[START DATA ENTRIES]

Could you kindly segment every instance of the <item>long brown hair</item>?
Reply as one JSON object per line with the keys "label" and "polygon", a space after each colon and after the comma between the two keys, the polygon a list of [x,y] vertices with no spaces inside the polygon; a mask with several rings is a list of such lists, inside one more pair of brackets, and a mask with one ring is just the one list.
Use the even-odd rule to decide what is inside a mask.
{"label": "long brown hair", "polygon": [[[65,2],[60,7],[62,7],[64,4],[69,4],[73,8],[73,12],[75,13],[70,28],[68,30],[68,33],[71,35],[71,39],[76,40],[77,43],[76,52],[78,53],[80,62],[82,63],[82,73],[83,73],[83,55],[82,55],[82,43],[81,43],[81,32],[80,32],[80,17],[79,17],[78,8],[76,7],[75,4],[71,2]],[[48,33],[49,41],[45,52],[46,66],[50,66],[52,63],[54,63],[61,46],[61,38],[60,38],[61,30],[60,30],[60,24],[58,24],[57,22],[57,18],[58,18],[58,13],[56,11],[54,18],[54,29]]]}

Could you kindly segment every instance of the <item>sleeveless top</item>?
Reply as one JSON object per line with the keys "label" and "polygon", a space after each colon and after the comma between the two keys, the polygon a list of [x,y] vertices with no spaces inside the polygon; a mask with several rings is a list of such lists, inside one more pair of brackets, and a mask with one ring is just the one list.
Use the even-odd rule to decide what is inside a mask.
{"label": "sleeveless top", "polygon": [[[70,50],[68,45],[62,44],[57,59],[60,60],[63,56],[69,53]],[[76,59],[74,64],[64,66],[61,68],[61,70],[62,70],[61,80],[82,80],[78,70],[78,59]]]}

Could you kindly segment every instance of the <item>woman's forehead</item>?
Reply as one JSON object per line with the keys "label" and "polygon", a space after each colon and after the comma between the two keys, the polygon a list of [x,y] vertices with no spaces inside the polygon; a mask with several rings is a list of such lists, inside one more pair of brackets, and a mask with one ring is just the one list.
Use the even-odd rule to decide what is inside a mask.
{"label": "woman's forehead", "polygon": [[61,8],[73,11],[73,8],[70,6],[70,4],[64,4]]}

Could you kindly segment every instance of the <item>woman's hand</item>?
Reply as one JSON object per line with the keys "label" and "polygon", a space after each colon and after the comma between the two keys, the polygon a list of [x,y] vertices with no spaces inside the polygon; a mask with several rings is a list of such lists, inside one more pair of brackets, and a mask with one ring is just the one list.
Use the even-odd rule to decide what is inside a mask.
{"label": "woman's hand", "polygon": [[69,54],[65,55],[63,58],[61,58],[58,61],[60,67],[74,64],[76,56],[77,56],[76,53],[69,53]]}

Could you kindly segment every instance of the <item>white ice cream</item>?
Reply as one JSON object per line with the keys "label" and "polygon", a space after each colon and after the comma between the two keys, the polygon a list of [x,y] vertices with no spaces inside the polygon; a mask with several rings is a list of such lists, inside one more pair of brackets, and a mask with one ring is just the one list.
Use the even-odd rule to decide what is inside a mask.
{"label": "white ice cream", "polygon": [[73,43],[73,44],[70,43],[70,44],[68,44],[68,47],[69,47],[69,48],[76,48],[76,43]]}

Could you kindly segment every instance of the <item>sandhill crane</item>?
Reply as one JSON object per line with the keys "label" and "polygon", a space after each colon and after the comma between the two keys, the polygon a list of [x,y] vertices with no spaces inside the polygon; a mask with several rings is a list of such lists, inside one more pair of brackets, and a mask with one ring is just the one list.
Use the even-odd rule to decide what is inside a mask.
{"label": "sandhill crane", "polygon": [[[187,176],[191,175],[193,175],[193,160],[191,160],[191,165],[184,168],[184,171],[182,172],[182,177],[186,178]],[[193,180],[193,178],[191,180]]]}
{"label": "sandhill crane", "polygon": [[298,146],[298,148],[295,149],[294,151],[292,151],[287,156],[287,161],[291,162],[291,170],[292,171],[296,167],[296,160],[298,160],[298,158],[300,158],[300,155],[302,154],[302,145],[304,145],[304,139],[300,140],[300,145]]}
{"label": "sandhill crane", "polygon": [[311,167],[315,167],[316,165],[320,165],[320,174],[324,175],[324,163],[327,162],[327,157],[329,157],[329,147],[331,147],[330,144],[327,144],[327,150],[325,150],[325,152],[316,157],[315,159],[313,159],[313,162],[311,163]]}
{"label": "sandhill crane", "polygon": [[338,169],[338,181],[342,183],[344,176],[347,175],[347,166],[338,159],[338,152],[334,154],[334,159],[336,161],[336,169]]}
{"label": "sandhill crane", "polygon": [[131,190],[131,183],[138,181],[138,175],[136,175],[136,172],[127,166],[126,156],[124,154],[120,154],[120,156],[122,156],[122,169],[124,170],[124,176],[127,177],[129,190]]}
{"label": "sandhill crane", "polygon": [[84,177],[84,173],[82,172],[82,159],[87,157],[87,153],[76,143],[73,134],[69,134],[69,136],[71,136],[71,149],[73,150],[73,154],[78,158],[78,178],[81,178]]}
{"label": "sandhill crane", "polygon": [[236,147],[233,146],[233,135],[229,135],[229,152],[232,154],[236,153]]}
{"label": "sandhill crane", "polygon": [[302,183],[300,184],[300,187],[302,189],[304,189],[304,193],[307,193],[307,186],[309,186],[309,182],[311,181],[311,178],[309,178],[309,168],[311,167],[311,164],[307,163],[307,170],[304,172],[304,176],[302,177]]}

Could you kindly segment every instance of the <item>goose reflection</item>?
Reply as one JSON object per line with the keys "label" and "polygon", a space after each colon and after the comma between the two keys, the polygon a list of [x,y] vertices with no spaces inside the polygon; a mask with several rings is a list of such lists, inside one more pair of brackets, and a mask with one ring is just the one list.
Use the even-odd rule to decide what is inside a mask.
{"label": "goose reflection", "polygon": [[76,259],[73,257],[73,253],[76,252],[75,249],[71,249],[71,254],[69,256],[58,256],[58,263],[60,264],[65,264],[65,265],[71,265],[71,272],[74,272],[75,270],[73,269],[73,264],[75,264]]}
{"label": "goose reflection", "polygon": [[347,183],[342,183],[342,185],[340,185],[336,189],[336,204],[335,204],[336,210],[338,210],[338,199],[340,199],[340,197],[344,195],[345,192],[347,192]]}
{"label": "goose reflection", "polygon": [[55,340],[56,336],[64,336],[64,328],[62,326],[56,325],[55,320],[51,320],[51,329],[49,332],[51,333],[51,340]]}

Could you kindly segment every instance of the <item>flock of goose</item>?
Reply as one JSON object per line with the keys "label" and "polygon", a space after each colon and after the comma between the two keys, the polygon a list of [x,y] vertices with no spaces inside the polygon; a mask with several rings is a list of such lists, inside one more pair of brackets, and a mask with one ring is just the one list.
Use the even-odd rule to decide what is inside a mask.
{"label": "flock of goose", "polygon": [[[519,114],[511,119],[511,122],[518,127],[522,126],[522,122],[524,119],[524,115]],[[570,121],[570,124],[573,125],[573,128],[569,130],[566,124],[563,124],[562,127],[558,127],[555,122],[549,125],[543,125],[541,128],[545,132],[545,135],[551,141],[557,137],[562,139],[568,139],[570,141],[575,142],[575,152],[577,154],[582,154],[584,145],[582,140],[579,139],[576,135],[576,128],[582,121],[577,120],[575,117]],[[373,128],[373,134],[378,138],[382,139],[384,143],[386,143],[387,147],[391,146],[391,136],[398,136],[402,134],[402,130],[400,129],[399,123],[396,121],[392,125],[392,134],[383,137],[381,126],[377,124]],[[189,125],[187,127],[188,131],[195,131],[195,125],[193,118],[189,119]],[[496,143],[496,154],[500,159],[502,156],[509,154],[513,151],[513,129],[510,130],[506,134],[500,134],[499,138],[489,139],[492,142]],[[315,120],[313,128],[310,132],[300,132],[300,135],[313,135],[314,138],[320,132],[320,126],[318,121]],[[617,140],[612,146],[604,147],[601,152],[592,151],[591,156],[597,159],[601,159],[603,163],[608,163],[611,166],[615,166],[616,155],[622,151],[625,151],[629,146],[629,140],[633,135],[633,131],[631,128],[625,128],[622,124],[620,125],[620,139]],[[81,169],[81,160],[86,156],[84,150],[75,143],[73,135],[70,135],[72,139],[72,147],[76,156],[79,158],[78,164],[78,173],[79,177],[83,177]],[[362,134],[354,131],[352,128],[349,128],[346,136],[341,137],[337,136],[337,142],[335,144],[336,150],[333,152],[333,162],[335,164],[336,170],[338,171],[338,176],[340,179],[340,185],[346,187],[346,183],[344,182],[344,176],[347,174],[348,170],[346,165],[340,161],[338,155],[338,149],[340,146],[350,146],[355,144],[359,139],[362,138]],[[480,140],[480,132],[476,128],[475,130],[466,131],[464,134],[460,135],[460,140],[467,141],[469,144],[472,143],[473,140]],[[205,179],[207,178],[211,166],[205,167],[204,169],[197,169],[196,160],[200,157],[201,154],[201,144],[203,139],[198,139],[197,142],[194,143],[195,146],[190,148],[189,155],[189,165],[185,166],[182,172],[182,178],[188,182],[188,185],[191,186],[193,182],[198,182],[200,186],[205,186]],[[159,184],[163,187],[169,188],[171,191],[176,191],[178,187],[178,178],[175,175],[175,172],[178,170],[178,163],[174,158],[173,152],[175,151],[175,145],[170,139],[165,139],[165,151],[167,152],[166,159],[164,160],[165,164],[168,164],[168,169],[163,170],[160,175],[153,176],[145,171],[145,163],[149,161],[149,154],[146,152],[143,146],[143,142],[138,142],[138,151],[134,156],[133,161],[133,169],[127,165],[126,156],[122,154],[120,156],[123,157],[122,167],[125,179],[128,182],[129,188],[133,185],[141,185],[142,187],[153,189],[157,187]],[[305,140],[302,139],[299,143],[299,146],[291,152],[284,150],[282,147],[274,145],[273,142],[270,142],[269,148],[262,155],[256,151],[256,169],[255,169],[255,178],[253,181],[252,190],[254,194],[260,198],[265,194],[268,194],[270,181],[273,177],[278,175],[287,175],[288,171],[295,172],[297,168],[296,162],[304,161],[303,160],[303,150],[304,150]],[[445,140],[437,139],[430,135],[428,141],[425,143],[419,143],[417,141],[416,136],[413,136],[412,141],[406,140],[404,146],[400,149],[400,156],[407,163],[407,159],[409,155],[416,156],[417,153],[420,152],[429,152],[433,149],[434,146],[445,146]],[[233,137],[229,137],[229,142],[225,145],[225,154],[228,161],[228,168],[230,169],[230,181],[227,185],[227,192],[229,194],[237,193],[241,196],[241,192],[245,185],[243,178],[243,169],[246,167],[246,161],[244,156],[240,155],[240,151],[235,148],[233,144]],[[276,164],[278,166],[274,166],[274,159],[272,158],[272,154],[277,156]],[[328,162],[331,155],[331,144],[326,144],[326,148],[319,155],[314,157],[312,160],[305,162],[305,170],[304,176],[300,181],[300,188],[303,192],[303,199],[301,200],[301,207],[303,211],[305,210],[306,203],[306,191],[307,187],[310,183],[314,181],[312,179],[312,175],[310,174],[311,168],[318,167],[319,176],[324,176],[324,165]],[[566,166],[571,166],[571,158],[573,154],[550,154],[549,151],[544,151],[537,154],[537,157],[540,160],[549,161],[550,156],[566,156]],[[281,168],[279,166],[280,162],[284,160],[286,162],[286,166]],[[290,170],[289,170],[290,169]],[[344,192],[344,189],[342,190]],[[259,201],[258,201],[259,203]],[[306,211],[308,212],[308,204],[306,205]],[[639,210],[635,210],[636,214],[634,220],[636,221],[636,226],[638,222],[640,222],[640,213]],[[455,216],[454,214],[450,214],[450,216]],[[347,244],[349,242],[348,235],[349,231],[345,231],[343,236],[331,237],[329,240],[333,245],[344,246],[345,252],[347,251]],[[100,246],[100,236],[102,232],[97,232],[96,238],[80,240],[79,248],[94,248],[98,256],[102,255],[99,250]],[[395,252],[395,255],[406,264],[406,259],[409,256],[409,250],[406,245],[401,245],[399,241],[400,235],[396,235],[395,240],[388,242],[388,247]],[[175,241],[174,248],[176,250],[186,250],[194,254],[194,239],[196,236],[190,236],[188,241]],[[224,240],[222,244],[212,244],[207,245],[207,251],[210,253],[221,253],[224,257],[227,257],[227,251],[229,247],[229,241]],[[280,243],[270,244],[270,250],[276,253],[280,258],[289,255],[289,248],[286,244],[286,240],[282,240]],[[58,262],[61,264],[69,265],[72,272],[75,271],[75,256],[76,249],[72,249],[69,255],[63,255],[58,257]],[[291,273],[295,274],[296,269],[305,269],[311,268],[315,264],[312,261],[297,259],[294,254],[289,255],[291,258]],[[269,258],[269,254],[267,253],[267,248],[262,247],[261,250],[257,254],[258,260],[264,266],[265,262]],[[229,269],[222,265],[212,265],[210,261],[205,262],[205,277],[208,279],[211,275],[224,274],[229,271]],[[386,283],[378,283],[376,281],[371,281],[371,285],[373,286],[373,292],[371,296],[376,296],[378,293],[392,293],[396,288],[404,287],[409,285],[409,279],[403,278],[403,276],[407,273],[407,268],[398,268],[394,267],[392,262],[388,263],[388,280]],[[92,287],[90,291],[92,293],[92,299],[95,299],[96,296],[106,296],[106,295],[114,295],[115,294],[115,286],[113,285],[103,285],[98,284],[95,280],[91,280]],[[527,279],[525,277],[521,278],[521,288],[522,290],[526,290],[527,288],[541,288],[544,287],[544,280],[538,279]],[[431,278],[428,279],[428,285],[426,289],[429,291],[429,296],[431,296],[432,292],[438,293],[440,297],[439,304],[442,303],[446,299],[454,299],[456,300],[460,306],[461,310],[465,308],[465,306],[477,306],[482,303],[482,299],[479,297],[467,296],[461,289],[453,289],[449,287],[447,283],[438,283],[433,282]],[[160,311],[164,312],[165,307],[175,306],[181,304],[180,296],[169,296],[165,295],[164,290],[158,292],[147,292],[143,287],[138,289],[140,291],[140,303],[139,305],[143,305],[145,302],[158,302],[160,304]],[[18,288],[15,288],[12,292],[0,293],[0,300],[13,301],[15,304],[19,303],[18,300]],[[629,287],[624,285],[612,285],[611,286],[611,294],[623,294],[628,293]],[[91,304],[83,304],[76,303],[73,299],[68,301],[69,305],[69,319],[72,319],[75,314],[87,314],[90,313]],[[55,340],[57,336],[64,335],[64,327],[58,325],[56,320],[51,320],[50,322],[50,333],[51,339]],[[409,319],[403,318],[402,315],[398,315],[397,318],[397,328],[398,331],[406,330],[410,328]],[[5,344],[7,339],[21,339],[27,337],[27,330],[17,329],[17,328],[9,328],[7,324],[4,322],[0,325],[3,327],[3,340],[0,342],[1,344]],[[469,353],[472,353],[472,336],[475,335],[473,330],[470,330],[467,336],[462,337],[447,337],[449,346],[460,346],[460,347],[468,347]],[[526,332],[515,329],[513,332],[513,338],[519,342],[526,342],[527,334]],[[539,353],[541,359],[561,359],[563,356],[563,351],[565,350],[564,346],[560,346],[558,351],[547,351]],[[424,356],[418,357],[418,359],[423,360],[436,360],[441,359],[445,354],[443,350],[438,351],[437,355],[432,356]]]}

[END DATA ENTRIES]

Gather every line of the rows above that contains the word "long", and copy each such line in full. Case counts, so a match must have the same capitalization.

Could you kindly segment every instance of the <item>long brown hair</item>?
{"label": "long brown hair", "polygon": [[[65,2],[60,7],[62,7],[64,4],[69,4],[73,8],[73,12],[75,13],[70,28],[68,30],[68,33],[71,35],[71,39],[76,40],[77,43],[76,52],[78,53],[80,62],[82,63],[82,73],[83,73],[83,55],[82,55],[82,43],[81,43],[81,32],[80,32],[80,17],[79,17],[78,8],[76,7],[75,4],[71,2]],[[48,33],[49,41],[45,52],[46,66],[50,66],[52,63],[54,63],[61,46],[61,38],[60,38],[61,30],[60,30],[60,24],[58,24],[57,22],[57,18],[58,18],[58,13],[56,11],[54,18],[54,29]]]}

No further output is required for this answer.